• [Listed records]:
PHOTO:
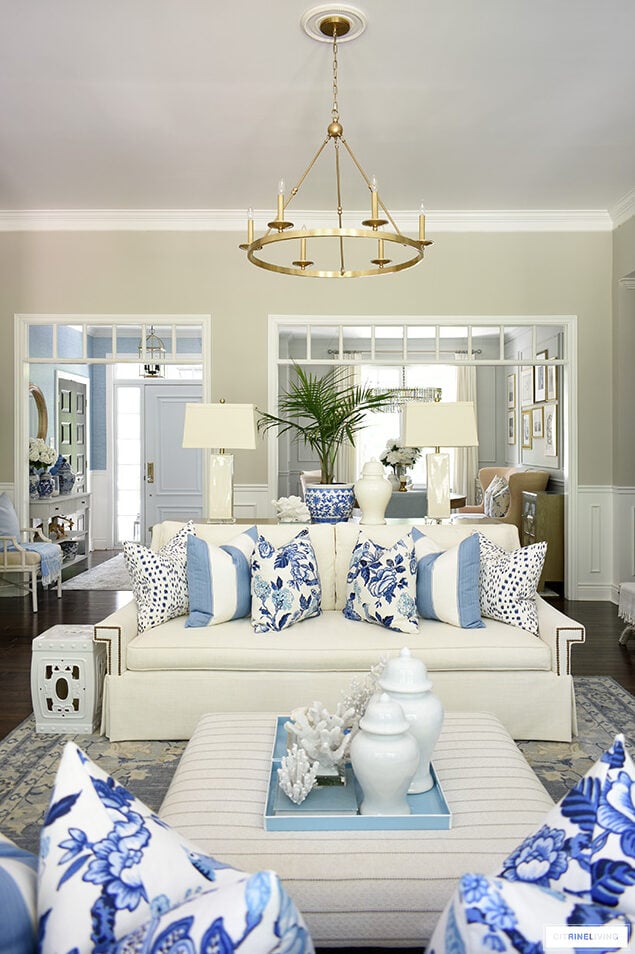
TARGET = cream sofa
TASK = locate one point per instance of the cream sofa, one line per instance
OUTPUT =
(161, 681)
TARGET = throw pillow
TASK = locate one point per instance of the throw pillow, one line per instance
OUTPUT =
(219, 579)
(9, 526)
(381, 585)
(109, 866)
(159, 580)
(491, 914)
(18, 883)
(285, 584)
(497, 498)
(508, 582)
(447, 581)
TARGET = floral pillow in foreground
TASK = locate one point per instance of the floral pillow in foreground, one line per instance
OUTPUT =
(114, 877)
(381, 585)
(285, 584)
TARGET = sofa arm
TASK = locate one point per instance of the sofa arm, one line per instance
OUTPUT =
(560, 632)
(117, 630)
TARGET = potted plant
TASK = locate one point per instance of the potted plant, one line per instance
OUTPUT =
(324, 413)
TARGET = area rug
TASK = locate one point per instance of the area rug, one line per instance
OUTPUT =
(29, 761)
(109, 575)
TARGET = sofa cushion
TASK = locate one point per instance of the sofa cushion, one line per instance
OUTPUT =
(285, 584)
(219, 579)
(332, 643)
(448, 581)
(18, 887)
(109, 865)
(159, 580)
(321, 536)
(382, 585)
(509, 581)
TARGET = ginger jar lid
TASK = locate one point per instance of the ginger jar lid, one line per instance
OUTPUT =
(405, 673)
(384, 716)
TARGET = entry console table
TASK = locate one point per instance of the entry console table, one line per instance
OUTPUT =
(58, 511)
(543, 519)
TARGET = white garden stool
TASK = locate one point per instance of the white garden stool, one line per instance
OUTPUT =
(626, 611)
(67, 678)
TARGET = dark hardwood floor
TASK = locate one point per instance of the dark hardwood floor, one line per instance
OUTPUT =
(601, 654)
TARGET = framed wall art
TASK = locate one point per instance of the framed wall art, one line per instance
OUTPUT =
(551, 430)
(527, 386)
(511, 427)
(511, 390)
(526, 435)
(540, 378)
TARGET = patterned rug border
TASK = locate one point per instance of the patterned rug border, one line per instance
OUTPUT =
(29, 761)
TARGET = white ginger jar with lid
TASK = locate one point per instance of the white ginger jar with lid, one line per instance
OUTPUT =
(373, 490)
(405, 679)
(384, 756)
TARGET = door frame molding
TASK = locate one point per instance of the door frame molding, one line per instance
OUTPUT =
(22, 323)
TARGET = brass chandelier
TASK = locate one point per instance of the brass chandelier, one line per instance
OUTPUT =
(338, 252)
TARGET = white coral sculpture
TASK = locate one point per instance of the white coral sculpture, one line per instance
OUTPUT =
(324, 736)
(291, 510)
(297, 775)
(361, 691)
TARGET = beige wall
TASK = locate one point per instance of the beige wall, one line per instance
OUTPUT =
(503, 274)
(624, 356)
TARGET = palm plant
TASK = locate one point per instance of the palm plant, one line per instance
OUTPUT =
(324, 413)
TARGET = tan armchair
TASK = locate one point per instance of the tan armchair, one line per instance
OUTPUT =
(519, 480)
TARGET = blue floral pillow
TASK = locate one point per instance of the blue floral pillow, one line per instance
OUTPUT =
(492, 914)
(382, 585)
(285, 584)
(111, 869)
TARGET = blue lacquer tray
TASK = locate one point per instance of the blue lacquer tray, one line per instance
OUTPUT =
(336, 808)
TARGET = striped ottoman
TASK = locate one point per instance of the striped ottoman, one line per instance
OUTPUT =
(358, 889)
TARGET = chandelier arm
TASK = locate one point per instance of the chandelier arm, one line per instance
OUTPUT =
(360, 169)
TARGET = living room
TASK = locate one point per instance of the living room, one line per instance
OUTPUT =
(130, 159)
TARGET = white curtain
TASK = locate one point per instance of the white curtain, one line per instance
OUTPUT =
(465, 458)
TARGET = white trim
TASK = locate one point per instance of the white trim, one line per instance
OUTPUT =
(231, 220)
(623, 210)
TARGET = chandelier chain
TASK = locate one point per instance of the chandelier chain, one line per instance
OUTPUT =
(335, 111)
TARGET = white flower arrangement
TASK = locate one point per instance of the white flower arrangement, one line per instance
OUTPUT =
(396, 455)
(41, 453)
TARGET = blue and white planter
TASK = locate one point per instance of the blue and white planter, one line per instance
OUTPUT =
(329, 503)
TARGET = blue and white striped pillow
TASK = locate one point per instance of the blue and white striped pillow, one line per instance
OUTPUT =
(18, 888)
(448, 581)
(219, 579)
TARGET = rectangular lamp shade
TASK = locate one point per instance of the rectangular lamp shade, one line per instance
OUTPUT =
(220, 425)
(438, 424)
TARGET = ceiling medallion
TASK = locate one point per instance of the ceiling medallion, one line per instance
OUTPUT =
(338, 252)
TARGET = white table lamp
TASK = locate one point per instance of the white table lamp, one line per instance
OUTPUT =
(219, 426)
(438, 425)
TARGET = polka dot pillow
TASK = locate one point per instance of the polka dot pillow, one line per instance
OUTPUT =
(159, 580)
(508, 582)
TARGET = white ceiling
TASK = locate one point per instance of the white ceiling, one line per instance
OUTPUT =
(191, 105)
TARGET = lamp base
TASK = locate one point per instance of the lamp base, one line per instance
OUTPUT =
(220, 501)
(438, 488)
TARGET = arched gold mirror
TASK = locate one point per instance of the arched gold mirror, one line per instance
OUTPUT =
(42, 413)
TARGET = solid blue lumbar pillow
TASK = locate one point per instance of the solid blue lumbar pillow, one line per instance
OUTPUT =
(448, 581)
(219, 579)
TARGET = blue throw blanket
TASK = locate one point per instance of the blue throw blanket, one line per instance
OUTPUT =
(50, 557)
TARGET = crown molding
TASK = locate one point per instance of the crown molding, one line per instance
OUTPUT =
(624, 209)
(227, 220)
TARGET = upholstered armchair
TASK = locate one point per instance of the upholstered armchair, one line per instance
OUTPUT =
(518, 479)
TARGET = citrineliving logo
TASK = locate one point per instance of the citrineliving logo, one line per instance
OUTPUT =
(603, 937)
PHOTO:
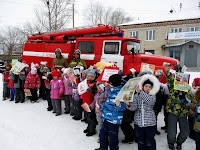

• [What you will do]: Find each line in the data above that contains the word "trim", and copy those lines. Match the word's case exactly.

• [Result below]:
TARGET = white trim
TASK = locate one point per instance of the white trim, one line per instance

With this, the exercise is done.